▶ EXERCISE DESCRIPTION
Transcribe the lines of the records starting with the one that has "Target: building window" in it and ending with the last, and transcribe nothing else.

-*-*-

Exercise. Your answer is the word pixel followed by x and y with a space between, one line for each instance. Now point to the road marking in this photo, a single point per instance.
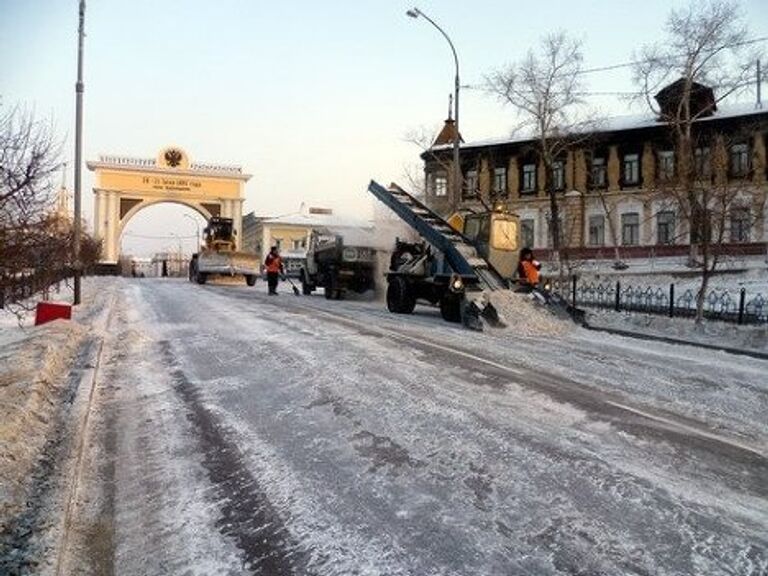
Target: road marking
pixel 428 343
pixel 75 479
pixel 672 424
pixel 689 429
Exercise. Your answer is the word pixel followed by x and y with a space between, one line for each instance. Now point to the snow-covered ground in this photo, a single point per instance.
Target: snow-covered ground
pixel 239 433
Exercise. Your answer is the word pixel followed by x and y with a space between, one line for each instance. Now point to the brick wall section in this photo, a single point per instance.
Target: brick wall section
pixel 759 158
pixel 513 179
pixel 580 171
pixel 648 168
pixel 614 169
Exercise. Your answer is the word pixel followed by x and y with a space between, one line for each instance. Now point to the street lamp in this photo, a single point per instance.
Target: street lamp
pixel 457 179
pixel 79 88
pixel 197 224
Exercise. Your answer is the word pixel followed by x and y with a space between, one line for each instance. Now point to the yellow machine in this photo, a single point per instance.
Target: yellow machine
pixel 219 256
pixel 496 235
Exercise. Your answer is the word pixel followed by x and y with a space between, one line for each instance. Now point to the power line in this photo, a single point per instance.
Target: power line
pixel 150 237
pixel 636 62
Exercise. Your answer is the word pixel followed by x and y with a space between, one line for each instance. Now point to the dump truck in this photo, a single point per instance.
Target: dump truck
pixel 335 266
pixel 219 256
pixel 455 269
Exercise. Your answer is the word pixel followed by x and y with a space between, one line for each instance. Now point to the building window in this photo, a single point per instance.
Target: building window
pixel 527 232
pixel 500 181
pixel 665 227
pixel 703 163
pixel 631 171
pixel 529 179
pixel 439 185
pixel 597 230
pixel 560 229
pixel 630 229
pixel 666 164
pixel 470 184
pixel 558 175
pixel 739 160
pixel 598 173
pixel 701 225
pixel 740 225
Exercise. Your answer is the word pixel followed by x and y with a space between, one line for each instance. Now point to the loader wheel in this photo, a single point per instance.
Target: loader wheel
pixel 399 297
pixel 450 308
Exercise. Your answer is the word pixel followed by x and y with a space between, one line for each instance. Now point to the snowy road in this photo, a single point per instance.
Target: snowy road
pixel 237 433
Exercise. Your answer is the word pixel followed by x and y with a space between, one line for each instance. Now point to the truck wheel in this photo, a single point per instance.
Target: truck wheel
pixel 399 297
pixel 450 308
pixel 331 287
pixel 306 287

-*-*-

▶ RESPONSE TO THE EXERCISE
Target: building window
pixel 527 232
pixel 500 181
pixel 665 227
pixel 703 163
pixel 631 171
pixel 529 179
pixel 439 185
pixel 597 230
pixel 560 229
pixel 630 229
pixel 666 164
pixel 470 184
pixel 558 175
pixel 739 160
pixel 598 173
pixel 701 225
pixel 740 225
Exercise. Your answer is the word pixel followed by x and y with a space between, one line for each instance. Now point to the loader wheel in this photo, a single point per instance.
Target: loader wheel
pixel 399 297
pixel 450 308
Exercise. Your answer is the word pixel followed by x and y with a space between, one line for each instance. Now point to the snowy road in this photo, a single point per instance.
Target: snowy road
pixel 237 433
Exercise. Your answer is the word pixel followed by x and y with a space between, one line for each instance. Now point to the truck wheel in this photo, a single point per instance.
Target: truck wheel
pixel 399 297
pixel 450 308
pixel 331 287
pixel 306 287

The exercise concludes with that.